(ЗАДАНИЕ A) Продублируйте целиком текст о Владимире Некрасове, ничего в нём не меняя.

(ИСХОДНЫЙ ТЕКСТ)
------------------------------------

Прозаик, художник-авангардист Владимир Некрасов известен далеко за пределами родной Магнитки. Председатель Челябинского регионального отделения Союза российских писателей в Магнитогорске, член Творческого союза художников России, Владимир Александрович немало делает для того, чтобы вписать наш город в контекст современной российской культуры. Почерк Некрасова узнаваем – и когда он пишет пером, и когда берёт в руки кисть. В литературе он проявил себя как мастер коротких рассказов.
Владимир Некрасов родился в Магнитогорске 23 июня 1958 года. После школы поступил в военное училище связи, а затем в Ленинградский политехнический институт имени Петра Великого, однако в итоге тяга к искусству оказалась сильнее. Владимир Александрович окончил Высшие литературные курсы при Литературном институте имени М. Горького и в 1996 году вошёл в редколлегию журнала «Берег А» (16+) – культового издания, пользовавшегося популярностью у интеллигенции нашего города и отразившего культурную жизнь 1990–2000-х.

------------------------------------

(ЗАДАНИЕ B) Запишите без изменений только отрезок записей от самого их начала по строку с «517,153 -> 567,238» включительно.

(Записи разметки ограничивающих рамок)
------------------------------------

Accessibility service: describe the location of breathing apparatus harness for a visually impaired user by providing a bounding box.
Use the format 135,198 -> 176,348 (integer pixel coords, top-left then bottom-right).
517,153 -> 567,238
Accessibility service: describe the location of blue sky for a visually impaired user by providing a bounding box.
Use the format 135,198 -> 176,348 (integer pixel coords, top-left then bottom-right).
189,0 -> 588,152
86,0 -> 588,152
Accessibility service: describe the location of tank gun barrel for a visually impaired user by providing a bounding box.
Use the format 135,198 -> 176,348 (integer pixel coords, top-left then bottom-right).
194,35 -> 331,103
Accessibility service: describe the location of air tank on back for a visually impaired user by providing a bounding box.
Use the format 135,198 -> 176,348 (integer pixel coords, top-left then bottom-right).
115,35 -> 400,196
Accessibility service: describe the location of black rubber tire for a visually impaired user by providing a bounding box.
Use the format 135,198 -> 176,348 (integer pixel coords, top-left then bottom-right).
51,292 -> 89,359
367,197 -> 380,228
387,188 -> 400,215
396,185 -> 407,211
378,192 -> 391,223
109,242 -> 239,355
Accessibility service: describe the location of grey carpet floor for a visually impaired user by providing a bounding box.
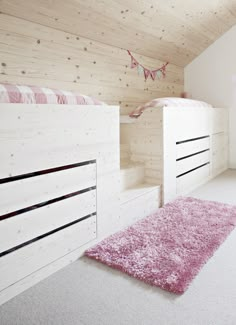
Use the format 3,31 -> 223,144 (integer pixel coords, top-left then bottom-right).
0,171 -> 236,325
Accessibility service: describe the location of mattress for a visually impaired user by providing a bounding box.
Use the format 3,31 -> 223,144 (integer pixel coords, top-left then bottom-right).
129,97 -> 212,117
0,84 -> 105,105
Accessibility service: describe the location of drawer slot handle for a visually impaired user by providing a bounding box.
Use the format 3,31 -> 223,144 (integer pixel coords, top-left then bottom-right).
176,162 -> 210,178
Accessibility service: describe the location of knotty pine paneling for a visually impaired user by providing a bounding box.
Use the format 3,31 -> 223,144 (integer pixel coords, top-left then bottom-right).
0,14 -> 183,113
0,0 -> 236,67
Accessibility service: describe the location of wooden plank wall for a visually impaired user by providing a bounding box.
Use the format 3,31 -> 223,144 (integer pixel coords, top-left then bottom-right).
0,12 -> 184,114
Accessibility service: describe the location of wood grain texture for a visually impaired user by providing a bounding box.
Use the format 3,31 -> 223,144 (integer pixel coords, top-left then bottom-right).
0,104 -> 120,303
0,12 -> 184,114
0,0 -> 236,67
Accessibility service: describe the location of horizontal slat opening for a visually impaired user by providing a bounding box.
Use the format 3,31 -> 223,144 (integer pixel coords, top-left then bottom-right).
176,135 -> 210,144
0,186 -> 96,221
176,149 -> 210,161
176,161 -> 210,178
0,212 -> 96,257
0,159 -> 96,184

------------------------------------

(РЕЗУЛЬТАТ A)
Прозаик, художник-авангардист Владимир Некрасов известен далеко за пределами родной Магнитки. Председатель Челябинского регионального отделения Союза российских писателей в Магнитогорске, член Творческого союза художников России, Владимир Александрович немало делает для того, чтобы вписать наш город в контекст современной российской культуры. Почерк Некрасова узнаваем – и когда он пишет пером, и когда берёт в руки кисть. В литературе он проявил себя как мастер коротких рассказов.
Владимир Некрасов родился в Магнитогорске 23 июня 1958 года. После школы поступил в военное училище связи, а затем в Ленинградский политехнический институт имени Петра Великого, однако в итоге тяга к искусству оказалась сильнее. Владимир Александрович окончил Высшие литературные курсы при Литературном институте имени М. Горького и в 1996 году вошёл в редколлегию журнала «Берег А» (16+) – культового издания, пользовавшегося популярностью у интеллигенции нашего города и отразившего культурную жизнь 1990–2000-х.

(РЕЗУЛЬТАТ B)
Accessibility service: describe the location of breathing apparatus harness for a visually impaired user by providing a bounding box.
Use the format 135,198 -> 176,348 (integer pixel coords, top-left then bottom-right).
517,153 -> 567,238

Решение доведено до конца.